• _GIVEN PROBLEM_
Please count the lines in the records below that contain the string "window" and reply with that number alone.

• _Dataset records_
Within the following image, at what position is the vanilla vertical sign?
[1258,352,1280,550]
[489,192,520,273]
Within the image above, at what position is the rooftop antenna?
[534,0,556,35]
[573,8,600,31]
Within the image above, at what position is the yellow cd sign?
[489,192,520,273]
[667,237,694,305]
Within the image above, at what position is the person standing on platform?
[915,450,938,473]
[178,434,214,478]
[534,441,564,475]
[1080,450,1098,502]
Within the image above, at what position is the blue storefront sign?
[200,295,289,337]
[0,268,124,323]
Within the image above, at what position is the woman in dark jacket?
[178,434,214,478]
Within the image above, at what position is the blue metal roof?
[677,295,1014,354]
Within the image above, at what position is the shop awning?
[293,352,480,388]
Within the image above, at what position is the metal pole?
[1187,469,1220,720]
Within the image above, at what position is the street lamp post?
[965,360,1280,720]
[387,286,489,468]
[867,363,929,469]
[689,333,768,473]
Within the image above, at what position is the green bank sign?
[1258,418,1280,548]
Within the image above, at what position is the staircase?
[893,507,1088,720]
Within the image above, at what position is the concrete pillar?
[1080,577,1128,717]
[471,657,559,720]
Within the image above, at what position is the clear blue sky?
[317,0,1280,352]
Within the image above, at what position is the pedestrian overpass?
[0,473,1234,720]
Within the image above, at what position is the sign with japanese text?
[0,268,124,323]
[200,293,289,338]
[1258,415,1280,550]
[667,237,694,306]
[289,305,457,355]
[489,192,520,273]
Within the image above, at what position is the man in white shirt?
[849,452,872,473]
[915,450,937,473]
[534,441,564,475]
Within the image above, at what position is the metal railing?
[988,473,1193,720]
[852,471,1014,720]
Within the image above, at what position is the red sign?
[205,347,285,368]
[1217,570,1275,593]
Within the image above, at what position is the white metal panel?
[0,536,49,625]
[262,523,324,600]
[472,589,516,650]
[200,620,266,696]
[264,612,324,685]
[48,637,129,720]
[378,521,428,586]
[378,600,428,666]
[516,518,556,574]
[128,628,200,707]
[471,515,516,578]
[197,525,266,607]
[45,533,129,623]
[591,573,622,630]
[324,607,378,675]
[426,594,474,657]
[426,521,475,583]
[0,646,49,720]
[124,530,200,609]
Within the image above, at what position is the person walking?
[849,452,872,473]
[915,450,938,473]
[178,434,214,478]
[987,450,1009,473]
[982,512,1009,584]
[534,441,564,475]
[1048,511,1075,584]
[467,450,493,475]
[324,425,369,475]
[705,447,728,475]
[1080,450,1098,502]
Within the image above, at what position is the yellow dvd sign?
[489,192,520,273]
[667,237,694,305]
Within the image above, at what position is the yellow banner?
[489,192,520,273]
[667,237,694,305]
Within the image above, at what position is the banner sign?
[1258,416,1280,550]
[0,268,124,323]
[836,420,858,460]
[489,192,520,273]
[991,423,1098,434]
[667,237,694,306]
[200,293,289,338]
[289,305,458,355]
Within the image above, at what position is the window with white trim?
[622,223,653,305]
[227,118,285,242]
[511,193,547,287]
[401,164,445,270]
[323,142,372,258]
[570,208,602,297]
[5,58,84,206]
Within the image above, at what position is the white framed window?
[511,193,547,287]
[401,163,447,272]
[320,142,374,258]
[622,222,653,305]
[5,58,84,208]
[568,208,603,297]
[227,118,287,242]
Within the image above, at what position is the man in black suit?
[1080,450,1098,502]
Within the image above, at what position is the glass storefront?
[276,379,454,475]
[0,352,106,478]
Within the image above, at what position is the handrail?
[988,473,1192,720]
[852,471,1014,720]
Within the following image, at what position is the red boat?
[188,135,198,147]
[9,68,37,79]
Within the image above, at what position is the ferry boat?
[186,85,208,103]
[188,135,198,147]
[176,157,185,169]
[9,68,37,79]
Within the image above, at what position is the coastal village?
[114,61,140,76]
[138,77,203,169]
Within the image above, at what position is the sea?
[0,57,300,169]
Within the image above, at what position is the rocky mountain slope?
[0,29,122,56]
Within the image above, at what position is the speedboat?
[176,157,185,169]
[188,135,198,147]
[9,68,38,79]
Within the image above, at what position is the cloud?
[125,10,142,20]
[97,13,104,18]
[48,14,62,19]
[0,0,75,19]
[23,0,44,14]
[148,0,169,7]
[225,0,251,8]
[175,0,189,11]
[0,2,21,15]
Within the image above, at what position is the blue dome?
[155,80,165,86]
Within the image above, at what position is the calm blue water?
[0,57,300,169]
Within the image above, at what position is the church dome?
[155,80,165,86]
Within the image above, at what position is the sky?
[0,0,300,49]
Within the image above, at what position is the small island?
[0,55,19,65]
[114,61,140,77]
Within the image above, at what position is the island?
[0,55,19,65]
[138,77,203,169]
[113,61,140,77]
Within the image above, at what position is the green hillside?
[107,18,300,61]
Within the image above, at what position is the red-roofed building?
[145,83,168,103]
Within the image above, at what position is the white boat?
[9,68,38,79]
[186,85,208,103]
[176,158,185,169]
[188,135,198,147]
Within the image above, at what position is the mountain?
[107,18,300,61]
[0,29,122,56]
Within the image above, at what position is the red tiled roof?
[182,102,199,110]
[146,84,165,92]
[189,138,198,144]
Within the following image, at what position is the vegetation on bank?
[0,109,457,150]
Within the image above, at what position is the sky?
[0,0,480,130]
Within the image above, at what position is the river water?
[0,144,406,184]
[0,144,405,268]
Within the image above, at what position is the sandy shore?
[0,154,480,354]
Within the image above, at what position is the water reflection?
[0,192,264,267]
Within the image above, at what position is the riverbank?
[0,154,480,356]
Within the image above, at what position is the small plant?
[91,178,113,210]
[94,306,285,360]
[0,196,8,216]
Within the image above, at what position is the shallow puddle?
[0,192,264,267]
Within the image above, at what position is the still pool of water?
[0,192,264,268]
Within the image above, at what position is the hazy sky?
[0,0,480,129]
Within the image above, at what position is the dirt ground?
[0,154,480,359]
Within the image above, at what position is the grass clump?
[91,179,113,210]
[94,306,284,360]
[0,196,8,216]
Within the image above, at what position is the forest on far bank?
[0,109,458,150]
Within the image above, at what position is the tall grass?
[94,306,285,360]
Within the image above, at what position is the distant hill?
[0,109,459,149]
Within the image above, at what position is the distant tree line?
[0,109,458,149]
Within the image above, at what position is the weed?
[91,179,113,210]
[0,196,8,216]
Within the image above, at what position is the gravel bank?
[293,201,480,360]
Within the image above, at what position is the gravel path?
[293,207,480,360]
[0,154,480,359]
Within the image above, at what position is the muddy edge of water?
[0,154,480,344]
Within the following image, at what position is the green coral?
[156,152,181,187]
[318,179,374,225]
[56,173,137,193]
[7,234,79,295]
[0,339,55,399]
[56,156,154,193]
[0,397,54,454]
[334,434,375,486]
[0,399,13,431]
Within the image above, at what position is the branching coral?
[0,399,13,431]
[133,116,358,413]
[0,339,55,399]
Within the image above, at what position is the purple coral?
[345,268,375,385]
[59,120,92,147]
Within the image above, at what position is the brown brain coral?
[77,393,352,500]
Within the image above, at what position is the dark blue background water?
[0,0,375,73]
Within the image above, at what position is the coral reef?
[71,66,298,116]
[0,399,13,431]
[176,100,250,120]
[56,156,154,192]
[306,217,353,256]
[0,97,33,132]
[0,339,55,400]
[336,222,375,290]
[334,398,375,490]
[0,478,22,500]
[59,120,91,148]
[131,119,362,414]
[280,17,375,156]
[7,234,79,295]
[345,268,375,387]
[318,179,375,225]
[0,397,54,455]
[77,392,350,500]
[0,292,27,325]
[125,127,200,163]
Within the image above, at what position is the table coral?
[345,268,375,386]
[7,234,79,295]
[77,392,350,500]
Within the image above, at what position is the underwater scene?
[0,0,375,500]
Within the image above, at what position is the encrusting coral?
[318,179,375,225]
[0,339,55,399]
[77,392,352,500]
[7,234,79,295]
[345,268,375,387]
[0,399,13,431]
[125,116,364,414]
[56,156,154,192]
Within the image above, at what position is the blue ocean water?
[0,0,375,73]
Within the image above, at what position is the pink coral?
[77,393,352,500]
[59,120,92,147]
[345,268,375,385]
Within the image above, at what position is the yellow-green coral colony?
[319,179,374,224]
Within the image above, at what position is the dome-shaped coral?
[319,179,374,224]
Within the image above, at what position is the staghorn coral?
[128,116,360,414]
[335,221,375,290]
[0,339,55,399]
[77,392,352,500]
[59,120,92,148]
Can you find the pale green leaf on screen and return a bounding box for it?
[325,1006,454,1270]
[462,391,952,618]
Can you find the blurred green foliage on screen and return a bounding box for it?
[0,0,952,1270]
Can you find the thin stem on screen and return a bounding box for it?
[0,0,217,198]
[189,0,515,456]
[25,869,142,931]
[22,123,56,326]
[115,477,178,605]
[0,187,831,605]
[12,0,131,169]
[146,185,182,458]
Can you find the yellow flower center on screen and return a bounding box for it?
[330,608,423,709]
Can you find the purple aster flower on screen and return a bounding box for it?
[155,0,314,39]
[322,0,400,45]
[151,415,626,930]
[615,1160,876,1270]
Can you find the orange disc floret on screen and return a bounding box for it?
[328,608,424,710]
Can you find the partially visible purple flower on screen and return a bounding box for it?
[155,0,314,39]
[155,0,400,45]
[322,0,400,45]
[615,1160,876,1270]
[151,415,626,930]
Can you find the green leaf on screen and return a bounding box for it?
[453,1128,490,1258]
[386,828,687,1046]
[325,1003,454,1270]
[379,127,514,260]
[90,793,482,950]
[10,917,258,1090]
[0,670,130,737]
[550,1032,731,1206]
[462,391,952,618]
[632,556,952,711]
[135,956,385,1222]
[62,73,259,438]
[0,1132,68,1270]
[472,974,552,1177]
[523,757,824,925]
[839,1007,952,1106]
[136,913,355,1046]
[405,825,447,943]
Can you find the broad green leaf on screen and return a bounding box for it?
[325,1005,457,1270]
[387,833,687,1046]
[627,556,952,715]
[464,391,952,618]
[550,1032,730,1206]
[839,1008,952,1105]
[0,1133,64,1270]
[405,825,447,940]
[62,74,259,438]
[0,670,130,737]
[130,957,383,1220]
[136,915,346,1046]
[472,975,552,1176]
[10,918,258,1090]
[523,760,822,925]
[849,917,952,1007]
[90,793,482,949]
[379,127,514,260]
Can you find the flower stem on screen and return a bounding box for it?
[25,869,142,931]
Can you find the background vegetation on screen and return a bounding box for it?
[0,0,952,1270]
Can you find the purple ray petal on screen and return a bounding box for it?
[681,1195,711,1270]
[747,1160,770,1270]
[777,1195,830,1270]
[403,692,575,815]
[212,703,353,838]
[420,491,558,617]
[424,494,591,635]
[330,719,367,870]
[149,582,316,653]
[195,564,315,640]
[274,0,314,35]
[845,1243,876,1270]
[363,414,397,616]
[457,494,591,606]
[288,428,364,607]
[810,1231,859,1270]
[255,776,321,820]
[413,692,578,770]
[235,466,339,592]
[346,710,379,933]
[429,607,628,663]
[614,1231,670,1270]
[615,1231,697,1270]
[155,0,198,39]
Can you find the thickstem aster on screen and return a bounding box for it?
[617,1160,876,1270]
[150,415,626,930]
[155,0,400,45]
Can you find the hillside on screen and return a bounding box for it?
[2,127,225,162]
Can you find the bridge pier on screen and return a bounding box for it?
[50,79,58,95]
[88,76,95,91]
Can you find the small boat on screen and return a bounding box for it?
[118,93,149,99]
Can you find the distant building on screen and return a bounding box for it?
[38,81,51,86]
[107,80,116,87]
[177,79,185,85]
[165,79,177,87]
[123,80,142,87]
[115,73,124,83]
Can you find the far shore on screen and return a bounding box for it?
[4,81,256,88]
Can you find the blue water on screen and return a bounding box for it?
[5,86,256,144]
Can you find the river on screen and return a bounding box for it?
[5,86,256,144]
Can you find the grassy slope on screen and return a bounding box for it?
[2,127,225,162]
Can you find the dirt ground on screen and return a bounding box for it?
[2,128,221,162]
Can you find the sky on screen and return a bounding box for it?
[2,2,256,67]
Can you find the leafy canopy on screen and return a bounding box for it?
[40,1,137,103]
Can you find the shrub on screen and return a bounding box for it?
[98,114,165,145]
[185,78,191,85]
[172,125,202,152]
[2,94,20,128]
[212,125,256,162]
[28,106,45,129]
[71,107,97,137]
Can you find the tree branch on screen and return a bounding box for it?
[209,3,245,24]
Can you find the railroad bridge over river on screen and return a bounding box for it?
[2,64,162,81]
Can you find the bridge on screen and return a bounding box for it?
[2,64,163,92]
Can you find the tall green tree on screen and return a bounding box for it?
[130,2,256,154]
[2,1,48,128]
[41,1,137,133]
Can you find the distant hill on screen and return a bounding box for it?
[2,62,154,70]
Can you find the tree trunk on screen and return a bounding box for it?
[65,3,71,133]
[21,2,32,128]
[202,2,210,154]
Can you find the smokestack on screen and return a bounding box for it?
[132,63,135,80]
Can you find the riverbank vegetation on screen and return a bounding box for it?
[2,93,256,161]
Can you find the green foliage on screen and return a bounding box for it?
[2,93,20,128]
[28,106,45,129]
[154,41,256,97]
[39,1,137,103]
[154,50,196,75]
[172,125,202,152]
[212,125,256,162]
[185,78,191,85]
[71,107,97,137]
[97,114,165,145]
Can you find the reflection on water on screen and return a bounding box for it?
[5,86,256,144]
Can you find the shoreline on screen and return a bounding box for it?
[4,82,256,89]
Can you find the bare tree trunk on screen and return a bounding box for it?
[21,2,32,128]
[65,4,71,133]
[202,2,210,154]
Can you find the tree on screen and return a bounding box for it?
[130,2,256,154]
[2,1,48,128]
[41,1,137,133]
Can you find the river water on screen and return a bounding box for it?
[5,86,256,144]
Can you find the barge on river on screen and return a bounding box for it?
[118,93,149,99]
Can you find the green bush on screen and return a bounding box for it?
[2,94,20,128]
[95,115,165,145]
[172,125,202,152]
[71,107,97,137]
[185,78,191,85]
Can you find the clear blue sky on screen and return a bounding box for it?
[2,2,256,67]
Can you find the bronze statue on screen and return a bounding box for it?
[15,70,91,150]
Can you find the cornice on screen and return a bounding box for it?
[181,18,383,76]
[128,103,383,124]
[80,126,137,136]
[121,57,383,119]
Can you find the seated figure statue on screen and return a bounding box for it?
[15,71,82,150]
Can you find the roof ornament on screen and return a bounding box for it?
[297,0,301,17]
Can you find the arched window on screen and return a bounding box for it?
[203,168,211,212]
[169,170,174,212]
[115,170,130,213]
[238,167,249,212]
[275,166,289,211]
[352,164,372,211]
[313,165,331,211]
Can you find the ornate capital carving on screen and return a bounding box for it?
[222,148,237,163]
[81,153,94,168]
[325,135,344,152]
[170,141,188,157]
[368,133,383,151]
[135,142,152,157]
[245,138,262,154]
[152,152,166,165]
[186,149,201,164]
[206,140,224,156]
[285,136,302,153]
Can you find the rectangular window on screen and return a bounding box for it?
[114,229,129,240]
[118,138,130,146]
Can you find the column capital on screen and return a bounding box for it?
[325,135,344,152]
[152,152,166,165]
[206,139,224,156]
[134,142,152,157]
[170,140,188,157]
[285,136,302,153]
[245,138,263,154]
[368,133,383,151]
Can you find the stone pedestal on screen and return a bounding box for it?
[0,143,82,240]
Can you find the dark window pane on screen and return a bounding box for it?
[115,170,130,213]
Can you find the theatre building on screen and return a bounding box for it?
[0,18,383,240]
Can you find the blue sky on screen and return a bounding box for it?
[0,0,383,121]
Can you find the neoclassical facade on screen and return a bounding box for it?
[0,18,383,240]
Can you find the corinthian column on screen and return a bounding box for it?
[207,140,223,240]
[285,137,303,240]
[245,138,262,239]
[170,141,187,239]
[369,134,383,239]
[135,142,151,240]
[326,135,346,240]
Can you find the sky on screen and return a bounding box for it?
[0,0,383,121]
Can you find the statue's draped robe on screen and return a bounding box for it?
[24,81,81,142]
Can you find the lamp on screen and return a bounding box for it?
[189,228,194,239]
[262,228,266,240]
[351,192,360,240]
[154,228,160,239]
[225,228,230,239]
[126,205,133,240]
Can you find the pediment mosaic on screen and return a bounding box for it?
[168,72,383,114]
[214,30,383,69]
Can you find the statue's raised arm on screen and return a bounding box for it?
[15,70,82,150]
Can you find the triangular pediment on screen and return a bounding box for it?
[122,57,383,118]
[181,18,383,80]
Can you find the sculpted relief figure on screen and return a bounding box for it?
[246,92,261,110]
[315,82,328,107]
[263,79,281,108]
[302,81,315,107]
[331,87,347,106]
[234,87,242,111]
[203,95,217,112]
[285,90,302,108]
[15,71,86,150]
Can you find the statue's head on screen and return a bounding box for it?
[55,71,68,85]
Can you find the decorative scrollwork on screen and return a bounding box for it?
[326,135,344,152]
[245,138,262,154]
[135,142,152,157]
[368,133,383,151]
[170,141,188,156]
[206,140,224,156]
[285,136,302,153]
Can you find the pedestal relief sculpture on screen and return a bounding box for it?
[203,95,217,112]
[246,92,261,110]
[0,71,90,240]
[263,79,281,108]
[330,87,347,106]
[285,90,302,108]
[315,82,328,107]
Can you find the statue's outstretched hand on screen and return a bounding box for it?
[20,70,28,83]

• _SOLUTION FOR THIS PROBLEM_
5